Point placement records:
┏━━
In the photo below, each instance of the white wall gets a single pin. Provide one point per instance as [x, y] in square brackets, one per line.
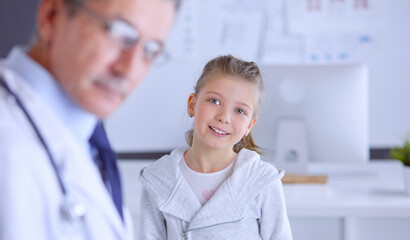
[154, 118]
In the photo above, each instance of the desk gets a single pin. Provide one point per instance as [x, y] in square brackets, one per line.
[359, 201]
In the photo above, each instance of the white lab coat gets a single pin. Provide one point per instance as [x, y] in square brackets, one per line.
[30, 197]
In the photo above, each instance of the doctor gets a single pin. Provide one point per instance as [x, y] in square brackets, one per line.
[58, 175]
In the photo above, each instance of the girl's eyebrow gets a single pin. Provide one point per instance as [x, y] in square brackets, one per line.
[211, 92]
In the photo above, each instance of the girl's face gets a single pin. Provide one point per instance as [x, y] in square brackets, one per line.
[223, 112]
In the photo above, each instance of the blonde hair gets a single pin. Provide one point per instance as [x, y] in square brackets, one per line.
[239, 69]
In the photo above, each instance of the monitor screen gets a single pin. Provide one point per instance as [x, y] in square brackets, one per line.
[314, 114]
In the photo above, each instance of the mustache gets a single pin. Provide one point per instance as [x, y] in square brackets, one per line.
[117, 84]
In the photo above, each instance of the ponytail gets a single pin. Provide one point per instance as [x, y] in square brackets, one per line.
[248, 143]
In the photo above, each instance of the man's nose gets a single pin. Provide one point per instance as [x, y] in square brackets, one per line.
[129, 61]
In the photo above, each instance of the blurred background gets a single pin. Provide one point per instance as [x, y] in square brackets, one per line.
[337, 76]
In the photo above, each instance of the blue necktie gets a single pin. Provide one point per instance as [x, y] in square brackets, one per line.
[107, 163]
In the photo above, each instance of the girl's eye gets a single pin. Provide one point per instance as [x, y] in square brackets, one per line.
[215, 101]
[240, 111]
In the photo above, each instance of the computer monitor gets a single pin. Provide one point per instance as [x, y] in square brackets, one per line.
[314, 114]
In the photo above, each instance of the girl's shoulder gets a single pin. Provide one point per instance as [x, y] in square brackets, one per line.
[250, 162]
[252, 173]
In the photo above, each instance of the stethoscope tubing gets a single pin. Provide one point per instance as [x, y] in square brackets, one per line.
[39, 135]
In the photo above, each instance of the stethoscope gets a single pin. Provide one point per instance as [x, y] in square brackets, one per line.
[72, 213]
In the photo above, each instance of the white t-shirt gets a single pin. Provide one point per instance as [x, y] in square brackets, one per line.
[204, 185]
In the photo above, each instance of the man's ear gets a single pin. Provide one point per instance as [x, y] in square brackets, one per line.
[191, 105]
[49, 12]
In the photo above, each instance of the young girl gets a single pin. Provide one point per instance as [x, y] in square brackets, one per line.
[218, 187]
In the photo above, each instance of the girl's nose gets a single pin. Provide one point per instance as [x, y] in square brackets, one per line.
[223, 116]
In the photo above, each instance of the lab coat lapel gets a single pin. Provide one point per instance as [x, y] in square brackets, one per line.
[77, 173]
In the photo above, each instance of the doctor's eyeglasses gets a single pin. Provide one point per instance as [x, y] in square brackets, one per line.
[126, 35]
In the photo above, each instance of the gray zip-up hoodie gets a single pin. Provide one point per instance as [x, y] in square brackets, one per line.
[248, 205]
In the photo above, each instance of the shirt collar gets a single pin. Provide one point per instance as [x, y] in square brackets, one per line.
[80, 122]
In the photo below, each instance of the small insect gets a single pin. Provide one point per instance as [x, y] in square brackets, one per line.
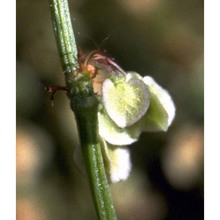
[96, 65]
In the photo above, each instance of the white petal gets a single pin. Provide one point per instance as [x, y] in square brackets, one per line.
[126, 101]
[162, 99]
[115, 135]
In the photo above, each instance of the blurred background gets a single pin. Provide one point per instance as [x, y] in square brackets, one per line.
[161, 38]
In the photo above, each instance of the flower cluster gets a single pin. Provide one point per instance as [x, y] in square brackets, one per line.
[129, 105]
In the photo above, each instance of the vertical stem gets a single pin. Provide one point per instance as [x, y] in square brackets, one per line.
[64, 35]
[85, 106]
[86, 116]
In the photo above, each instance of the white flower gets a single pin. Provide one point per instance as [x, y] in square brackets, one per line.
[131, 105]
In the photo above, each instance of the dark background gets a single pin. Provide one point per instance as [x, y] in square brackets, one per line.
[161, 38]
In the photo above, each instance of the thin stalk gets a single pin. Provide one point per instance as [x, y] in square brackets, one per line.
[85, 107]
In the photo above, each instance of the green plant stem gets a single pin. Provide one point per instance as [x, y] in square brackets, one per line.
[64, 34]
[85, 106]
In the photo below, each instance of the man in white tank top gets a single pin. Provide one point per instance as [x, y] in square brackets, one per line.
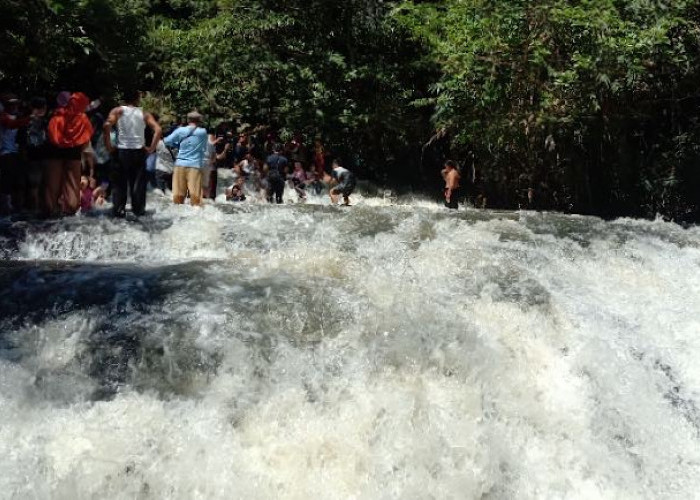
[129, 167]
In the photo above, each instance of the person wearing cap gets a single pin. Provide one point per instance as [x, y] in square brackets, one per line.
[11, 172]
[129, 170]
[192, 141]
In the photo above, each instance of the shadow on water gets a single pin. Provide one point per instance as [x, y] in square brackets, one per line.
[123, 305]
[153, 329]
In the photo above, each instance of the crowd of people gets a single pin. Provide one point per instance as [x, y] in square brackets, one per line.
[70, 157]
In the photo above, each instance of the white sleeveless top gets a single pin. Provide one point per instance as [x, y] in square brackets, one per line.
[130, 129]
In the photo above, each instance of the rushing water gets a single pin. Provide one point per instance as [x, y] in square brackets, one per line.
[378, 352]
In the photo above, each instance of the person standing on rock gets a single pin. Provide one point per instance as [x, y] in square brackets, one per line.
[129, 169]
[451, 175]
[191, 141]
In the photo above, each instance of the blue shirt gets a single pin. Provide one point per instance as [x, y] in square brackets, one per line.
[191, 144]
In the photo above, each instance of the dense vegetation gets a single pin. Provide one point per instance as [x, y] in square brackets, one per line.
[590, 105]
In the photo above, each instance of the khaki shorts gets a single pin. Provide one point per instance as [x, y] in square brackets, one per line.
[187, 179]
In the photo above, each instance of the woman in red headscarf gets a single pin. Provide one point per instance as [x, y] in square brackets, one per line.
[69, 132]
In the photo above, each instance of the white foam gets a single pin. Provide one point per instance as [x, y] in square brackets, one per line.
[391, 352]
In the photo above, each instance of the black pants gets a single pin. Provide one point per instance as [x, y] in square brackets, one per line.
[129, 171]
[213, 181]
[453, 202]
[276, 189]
┗━━
┏━━
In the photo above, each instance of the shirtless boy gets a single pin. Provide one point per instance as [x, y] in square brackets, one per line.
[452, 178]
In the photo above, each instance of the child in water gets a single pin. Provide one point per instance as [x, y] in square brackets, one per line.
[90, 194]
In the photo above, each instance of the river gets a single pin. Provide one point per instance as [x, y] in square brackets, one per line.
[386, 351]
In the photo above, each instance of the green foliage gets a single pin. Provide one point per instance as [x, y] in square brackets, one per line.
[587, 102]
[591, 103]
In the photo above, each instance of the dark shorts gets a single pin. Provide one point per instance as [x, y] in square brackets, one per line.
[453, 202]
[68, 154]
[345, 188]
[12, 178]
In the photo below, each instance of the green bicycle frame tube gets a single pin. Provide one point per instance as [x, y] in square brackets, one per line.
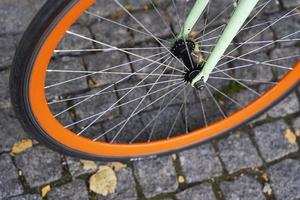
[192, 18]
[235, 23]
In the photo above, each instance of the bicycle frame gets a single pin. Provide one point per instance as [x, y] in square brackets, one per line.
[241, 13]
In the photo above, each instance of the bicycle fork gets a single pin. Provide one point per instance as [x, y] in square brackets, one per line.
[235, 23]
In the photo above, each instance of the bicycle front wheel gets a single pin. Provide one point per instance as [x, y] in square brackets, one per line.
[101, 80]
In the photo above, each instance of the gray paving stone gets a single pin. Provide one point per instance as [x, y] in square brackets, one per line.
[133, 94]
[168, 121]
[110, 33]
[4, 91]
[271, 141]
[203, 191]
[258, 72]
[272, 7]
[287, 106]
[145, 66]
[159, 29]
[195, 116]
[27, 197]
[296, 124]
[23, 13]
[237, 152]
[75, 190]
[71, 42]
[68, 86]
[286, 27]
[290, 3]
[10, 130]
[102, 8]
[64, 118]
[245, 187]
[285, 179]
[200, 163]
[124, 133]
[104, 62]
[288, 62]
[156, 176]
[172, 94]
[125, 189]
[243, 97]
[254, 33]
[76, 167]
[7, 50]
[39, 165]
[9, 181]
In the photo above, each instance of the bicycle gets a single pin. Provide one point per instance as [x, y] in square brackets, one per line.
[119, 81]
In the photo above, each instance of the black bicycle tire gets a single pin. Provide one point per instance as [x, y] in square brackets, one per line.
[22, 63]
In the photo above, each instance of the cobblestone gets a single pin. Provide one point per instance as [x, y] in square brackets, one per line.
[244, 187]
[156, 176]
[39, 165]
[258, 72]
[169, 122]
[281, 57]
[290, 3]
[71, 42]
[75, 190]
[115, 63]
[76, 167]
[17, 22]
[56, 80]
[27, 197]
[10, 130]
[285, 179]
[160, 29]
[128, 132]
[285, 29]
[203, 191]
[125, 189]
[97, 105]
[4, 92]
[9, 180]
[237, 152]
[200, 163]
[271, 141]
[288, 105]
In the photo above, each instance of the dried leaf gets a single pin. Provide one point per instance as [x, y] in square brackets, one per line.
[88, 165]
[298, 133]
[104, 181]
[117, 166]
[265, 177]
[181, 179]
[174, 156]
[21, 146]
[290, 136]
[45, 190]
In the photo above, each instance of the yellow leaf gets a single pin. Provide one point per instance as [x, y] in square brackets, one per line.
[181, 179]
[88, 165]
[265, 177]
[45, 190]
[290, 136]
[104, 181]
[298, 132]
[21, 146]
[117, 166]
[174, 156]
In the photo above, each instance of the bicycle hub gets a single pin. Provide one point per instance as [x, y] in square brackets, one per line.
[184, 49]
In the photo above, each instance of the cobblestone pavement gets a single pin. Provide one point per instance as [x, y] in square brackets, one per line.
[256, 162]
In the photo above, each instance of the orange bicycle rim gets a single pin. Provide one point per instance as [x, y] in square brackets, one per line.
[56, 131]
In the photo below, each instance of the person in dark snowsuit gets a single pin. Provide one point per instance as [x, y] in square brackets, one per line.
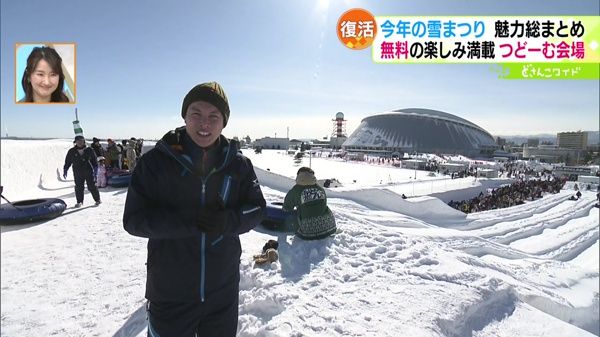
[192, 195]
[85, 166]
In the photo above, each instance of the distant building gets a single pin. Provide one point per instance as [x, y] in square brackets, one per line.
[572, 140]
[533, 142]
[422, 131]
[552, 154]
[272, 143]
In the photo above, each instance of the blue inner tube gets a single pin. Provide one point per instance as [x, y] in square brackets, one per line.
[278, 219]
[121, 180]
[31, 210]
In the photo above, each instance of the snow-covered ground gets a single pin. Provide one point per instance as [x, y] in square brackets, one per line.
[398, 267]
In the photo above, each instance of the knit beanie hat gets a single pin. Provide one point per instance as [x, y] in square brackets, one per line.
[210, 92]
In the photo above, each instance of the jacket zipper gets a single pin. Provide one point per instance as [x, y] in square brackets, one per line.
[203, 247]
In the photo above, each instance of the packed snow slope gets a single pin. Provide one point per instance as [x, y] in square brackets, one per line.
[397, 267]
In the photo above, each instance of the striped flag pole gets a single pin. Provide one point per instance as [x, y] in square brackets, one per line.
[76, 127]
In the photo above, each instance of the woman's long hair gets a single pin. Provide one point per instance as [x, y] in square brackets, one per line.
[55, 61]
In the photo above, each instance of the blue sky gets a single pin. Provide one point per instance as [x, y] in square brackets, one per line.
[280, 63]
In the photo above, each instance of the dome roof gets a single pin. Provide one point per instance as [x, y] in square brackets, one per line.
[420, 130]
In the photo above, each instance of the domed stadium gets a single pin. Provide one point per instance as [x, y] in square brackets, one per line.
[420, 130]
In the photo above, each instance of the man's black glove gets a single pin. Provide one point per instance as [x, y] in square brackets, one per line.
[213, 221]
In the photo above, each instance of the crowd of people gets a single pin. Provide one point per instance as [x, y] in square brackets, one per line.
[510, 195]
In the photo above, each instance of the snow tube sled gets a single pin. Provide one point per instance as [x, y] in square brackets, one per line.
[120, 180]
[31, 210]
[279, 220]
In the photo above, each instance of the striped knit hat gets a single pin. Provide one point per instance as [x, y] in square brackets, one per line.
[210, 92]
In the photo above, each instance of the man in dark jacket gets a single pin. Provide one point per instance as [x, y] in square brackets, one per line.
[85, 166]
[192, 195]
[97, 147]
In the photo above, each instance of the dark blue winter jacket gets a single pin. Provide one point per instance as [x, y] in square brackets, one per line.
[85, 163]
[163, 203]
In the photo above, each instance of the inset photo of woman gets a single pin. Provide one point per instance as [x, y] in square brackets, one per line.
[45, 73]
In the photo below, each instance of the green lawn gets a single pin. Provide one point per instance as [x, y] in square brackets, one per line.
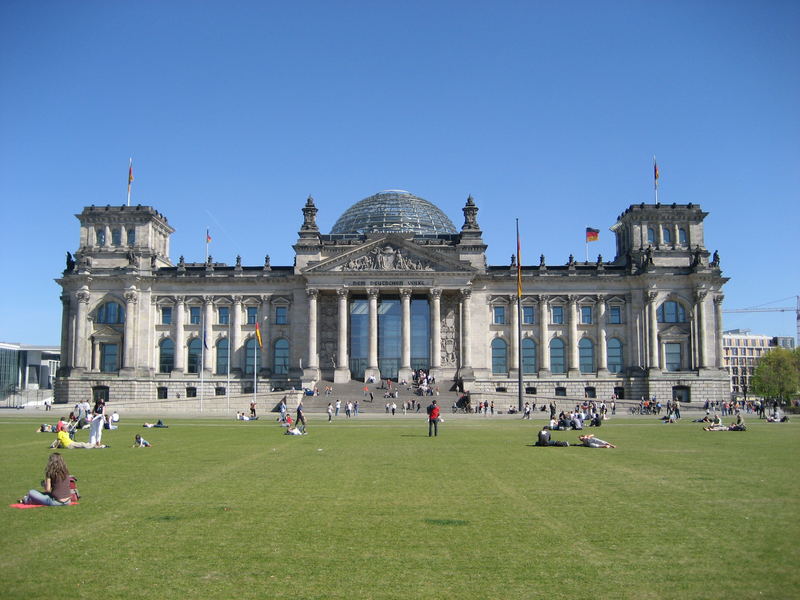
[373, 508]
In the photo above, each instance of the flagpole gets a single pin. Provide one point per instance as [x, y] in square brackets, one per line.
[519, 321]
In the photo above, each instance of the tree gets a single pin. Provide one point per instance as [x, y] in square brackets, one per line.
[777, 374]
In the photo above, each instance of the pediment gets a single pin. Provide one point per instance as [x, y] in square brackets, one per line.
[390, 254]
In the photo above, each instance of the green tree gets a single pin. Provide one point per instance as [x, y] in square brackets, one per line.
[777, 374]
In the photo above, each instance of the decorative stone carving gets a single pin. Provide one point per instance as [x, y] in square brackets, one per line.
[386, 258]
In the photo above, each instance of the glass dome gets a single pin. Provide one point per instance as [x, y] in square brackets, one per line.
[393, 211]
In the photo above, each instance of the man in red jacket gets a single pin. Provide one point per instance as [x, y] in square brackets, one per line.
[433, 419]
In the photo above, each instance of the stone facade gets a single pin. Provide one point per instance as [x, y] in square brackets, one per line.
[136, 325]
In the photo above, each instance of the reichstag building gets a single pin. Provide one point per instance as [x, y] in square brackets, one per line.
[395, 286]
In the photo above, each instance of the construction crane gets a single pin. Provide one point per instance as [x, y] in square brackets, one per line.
┗━━
### EXERCISE GOAL
Show every line in the point placement records above that contains the word "tube", matching case exactly.

### EXPECTED ANSWER
In the photo below, each instance of the green bicycle frame tube gets a single pin. Provide one point per instance as [x, y] in square brackets, one per line.
In the photo above, each instance of the blue inner tube gets a single pin. Provide one point per instance as [x, y] in square brackets, one per line.
In the photo above, each instance of the snow tube sled gets a single pin. Provide one point per instance as [x, y] in square brackets, one per line.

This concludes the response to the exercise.